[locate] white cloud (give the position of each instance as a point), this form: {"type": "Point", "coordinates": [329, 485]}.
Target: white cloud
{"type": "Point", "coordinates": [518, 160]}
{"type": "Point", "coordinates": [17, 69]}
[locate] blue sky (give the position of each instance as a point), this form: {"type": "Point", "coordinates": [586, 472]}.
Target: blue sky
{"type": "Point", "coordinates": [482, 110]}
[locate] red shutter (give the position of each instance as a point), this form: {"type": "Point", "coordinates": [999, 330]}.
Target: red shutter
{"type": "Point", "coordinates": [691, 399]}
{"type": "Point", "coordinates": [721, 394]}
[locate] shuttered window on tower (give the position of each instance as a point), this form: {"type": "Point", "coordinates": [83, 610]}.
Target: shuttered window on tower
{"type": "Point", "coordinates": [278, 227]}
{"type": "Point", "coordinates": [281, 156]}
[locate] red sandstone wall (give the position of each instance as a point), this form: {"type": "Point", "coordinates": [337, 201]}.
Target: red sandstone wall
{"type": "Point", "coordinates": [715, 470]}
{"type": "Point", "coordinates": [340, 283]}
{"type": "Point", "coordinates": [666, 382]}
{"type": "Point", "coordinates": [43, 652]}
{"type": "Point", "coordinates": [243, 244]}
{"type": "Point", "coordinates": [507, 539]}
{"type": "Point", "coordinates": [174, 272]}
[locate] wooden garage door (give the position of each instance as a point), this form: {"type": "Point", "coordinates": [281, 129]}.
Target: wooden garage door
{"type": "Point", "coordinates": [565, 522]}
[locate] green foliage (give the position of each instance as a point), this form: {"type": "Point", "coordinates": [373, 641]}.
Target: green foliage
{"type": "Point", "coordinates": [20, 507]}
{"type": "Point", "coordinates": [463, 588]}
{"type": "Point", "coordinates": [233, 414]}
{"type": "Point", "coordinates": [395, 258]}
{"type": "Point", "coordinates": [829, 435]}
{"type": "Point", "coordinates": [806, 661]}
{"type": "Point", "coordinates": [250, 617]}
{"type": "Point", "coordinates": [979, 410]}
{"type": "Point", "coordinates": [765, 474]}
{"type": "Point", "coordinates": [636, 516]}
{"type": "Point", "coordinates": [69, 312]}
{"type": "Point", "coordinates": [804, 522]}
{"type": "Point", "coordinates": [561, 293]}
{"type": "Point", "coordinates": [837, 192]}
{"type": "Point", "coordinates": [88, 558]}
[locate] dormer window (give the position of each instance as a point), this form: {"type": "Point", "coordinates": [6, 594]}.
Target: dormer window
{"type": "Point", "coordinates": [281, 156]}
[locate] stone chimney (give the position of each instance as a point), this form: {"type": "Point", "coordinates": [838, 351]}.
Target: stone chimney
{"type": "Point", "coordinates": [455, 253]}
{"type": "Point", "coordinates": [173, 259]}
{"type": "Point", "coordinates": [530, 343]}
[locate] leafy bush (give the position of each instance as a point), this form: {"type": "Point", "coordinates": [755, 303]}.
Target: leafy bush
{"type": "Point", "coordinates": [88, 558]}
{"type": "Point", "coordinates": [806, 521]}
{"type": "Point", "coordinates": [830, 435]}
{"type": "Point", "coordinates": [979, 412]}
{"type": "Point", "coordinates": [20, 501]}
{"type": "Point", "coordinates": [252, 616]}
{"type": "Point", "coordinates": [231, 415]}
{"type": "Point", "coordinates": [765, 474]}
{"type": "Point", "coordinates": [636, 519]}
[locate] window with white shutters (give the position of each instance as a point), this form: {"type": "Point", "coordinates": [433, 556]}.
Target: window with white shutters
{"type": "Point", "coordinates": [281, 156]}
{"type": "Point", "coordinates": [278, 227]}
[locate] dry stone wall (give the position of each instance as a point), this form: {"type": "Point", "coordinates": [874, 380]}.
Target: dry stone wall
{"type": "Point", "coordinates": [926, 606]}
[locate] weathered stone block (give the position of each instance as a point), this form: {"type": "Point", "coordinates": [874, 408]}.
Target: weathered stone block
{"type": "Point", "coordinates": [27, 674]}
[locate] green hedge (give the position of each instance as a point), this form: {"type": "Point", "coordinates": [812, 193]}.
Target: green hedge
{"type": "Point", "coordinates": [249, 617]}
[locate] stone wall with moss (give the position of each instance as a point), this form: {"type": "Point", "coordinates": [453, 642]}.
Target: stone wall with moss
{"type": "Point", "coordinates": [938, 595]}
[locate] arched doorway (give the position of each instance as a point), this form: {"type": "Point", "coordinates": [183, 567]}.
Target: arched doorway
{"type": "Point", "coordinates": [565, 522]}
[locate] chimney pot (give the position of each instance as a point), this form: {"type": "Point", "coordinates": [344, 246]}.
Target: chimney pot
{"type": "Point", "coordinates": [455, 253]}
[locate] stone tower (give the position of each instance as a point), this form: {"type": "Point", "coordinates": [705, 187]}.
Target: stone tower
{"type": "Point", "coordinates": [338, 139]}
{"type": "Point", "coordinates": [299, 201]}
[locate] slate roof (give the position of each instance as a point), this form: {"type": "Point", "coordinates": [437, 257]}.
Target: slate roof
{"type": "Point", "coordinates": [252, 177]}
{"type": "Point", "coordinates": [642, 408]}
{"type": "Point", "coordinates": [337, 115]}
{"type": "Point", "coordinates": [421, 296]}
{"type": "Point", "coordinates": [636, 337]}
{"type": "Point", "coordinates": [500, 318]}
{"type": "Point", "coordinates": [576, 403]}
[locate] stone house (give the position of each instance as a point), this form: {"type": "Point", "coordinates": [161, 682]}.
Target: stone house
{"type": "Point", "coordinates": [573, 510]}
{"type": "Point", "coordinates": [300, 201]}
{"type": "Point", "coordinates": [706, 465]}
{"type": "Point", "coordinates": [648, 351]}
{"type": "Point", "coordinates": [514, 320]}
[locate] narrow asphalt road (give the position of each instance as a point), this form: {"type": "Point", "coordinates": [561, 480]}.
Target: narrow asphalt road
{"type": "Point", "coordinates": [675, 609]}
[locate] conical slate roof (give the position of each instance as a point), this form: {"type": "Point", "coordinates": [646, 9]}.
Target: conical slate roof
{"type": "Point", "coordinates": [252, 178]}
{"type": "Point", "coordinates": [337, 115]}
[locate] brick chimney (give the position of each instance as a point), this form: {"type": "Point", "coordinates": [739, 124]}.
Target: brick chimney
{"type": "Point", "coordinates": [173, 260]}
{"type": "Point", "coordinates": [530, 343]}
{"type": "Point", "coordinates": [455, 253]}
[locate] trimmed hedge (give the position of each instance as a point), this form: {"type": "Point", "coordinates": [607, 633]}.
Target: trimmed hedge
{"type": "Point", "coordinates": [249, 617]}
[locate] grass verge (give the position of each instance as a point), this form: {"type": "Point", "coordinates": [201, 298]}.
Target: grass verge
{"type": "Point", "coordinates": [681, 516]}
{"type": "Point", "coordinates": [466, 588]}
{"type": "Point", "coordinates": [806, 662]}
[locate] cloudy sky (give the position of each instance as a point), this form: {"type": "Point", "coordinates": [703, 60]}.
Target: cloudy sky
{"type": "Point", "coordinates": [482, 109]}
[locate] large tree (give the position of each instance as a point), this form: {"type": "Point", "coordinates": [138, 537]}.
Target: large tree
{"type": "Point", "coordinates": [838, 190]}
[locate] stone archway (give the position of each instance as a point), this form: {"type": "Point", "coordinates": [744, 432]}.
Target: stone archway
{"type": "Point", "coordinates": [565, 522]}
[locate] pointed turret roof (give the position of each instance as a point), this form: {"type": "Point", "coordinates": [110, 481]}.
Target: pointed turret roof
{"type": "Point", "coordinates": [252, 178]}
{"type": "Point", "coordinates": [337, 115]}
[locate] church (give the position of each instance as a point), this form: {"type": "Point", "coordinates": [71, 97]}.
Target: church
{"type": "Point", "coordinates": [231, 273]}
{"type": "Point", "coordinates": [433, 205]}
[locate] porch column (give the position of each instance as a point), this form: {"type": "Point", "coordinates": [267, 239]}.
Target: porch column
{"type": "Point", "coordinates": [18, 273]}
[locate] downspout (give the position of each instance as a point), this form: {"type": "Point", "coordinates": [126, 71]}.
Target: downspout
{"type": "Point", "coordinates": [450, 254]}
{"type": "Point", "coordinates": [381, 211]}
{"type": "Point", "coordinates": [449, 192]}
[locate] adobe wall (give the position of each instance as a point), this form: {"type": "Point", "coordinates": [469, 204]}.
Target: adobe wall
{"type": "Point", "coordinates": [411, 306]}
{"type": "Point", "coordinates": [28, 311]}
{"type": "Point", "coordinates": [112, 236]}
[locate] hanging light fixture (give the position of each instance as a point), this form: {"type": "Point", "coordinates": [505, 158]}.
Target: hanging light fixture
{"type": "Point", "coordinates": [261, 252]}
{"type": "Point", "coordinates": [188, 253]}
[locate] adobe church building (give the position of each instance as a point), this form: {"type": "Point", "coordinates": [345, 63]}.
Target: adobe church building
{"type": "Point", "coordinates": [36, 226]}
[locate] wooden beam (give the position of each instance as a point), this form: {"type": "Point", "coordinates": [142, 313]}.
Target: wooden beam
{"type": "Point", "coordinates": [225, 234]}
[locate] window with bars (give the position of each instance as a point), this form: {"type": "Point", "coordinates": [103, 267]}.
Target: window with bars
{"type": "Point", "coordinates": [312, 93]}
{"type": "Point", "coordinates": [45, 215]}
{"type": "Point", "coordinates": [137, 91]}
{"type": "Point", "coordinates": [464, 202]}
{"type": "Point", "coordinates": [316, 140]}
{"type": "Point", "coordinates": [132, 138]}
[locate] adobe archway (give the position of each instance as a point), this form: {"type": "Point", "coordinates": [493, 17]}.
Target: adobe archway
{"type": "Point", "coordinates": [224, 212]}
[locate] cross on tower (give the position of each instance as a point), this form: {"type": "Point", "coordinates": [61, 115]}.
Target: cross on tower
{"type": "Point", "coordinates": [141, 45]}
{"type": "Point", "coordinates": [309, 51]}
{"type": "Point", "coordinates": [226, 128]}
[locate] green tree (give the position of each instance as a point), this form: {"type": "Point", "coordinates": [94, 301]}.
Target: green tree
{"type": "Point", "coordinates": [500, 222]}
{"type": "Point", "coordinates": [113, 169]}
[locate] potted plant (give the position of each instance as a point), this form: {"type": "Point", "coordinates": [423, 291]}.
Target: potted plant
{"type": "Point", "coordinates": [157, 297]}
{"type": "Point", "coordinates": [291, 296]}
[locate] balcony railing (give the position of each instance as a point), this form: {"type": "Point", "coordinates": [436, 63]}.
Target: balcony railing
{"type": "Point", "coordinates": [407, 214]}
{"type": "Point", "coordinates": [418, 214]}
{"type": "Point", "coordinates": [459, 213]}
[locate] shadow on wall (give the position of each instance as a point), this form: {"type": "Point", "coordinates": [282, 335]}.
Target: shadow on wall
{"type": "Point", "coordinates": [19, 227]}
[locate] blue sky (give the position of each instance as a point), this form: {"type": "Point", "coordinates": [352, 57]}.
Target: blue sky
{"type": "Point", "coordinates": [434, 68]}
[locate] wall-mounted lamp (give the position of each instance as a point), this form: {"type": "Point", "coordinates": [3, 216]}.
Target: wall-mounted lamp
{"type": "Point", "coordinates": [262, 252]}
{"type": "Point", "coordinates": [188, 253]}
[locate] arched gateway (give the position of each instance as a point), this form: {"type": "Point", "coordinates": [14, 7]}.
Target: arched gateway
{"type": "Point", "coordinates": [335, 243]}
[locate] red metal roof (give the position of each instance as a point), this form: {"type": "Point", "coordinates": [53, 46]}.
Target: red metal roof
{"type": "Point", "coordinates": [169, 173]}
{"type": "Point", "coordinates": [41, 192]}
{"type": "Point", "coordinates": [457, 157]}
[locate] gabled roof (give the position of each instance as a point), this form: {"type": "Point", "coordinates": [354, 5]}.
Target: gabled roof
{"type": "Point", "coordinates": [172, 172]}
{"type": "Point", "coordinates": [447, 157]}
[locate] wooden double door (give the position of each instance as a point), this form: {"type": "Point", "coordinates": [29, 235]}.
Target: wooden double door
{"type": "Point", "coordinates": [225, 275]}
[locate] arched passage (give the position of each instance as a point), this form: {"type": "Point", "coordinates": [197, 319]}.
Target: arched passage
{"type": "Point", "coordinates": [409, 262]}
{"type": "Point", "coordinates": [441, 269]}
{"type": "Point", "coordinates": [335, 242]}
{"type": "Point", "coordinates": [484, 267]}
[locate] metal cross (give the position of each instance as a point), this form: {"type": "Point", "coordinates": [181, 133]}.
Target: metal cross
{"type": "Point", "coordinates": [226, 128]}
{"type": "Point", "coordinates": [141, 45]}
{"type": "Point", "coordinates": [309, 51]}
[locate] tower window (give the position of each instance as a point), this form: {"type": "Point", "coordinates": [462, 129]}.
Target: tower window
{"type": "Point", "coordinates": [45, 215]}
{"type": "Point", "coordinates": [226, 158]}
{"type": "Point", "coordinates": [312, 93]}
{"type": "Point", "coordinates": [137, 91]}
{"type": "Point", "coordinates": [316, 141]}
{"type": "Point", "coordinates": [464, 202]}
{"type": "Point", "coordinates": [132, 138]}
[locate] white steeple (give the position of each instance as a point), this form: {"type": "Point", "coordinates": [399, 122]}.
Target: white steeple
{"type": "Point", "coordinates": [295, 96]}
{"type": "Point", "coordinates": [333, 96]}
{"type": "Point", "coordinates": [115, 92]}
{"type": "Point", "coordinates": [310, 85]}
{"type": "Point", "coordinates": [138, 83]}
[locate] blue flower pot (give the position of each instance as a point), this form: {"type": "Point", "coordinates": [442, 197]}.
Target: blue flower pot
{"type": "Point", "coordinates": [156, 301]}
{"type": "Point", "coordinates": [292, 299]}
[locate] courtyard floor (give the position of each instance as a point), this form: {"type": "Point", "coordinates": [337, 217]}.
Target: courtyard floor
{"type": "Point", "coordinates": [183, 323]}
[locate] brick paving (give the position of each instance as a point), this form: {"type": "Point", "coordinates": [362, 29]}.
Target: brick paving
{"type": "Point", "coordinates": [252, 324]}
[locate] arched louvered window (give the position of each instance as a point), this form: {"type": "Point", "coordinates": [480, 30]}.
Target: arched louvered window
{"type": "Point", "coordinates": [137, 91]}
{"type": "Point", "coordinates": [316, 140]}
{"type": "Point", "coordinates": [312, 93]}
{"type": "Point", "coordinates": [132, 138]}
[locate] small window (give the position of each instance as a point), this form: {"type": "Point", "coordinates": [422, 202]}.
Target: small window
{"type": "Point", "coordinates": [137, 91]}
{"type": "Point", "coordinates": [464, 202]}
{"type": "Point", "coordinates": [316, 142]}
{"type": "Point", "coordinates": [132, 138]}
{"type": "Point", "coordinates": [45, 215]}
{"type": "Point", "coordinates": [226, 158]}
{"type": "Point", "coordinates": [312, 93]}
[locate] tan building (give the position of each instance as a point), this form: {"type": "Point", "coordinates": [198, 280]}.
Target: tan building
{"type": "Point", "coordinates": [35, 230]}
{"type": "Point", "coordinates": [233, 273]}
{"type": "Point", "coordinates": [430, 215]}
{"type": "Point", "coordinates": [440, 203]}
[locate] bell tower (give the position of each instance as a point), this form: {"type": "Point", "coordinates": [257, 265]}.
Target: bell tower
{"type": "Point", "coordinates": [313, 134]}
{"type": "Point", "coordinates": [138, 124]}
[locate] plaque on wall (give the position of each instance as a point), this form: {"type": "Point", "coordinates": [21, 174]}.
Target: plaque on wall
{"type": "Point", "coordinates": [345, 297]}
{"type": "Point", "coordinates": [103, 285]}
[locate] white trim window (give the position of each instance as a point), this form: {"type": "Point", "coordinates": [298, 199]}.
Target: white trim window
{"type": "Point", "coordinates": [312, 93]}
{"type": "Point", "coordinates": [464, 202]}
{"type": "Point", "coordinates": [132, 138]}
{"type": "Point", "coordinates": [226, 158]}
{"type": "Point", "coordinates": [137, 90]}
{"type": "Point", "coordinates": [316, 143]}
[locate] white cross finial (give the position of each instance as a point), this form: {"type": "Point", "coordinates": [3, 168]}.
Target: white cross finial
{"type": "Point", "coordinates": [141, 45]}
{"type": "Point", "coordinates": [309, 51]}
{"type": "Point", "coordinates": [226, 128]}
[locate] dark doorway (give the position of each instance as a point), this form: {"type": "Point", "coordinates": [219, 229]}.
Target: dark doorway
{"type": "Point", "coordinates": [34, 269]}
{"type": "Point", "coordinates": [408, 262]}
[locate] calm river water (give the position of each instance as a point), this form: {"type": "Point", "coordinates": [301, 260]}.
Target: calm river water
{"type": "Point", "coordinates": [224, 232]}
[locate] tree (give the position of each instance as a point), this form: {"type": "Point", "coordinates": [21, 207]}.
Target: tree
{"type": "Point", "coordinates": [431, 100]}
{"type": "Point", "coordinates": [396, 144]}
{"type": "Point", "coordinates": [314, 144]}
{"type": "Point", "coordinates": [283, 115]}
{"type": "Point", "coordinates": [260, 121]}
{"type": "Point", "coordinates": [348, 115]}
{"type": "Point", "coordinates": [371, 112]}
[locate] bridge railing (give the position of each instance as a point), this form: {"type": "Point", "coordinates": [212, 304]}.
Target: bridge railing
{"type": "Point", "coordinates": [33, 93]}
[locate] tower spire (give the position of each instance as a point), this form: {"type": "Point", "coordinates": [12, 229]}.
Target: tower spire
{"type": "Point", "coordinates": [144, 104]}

====

- [WHAT YOU ARE ASKED TO DO]: Every line from the line containing "[locate] bridge railing" to the last line of the material above must be repeated exactly, and no other line.

- [THE ANSWER]:
[locate] bridge railing (give the position of each instance as a point), this form: {"type": "Point", "coordinates": [212, 304]}.
Target: bridge railing
{"type": "Point", "coordinates": [33, 93]}
[locate] tower spire (give the position of each instance as a point), this form: {"type": "Point", "coordinates": [12, 229]}.
Target: tower spire
{"type": "Point", "coordinates": [144, 104]}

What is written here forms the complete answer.